▶ PAGE EXTRACT:

○ ○ ○ ○

There’s so much of that, isn’t there? Anytime someone leaves us, no matter how. I remember when my sisterfriend married military and was moving away. We always had these two cups that we used when she came over. One was orange, one was yellow. I am sure I found them at the Fred’s in town. (It was my Super Savings place.) I don’t remember what made me get them, but I did and we used them every single time. I remember unloading the dishwasher the day after she left town. There were those cups. It just felt strange. The cups are here, and now she is not. I didn’t use them again. I just couldn’t. It would not have been the same.
Summer of 2012 Mama and I spent watering the tea olive we planted out at the cemetery for Daddy. We hauled the water out there in washed out milk jugs. The expiration dates were all different, but there was this one. It was Daddy’s birthday. And every time I filled that jug, I would think about how odd it was to see his birthdate on the jug like it was just any other day. Which of course it never will be again. It will always be his birthday.

○ ○ ○ ○

▶ TO DO:
A: Answer these questions from the reflection on loss, one line each:
(i) What colors were the two cups?
(ii) At which store does the writer believe the cups were bought?
(iii) What did the writer and Mama plant at the cemetery for Daddy?
B: List every person the writer refers to by a relationship word in the reflection on loss.

▶ DATA BLOCK:
○ ○ ○ ○

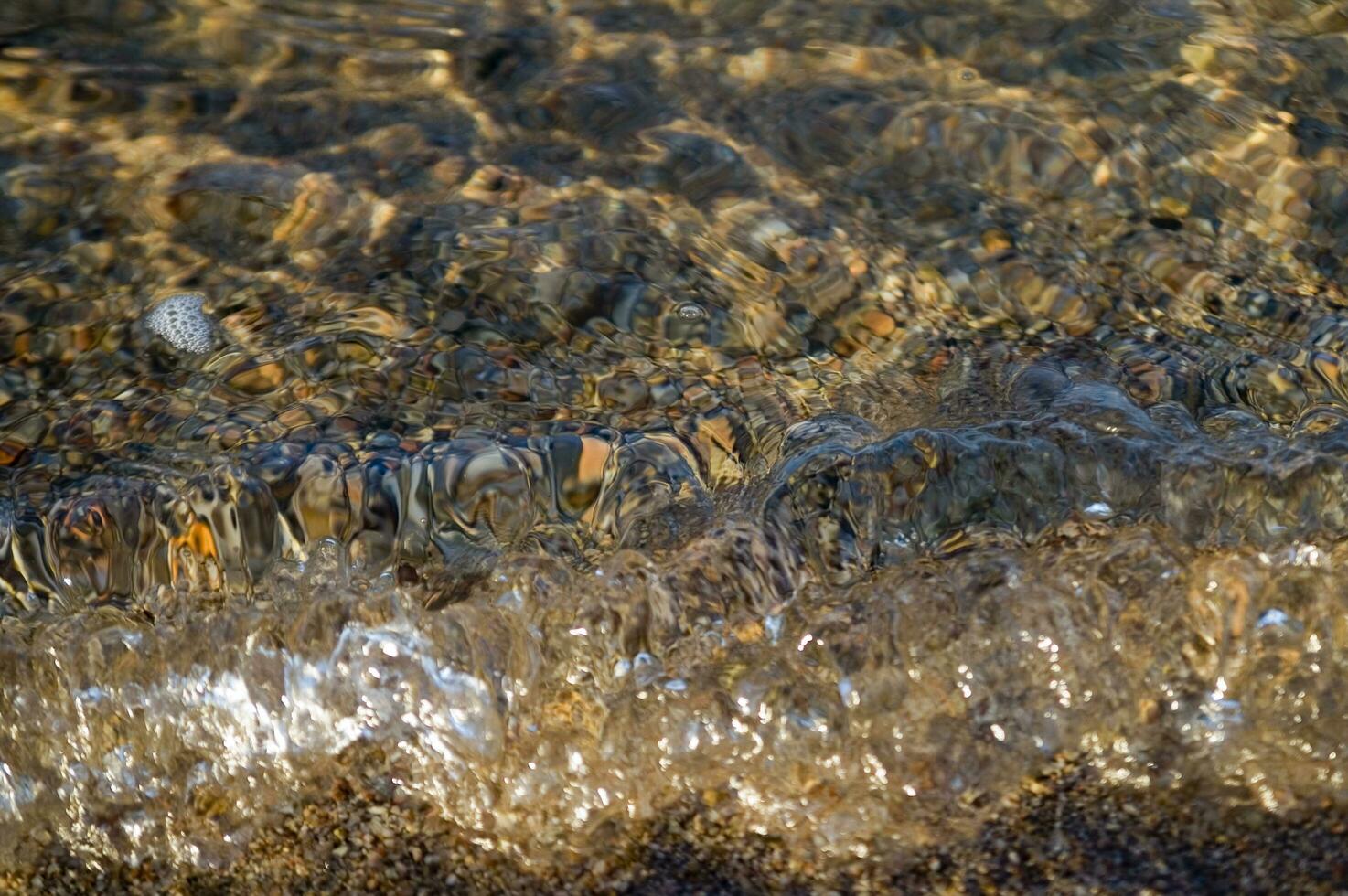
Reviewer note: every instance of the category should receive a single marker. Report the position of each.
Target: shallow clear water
(838, 409)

○ ○ ○ ○

▶ OUTPUTS FOR THE TASKS:
A:
(i) One was orange and one was yellow.
(ii) The Fred's in town.
(iii) A tea olive.

B:
sisterfriend
Mama
Daddy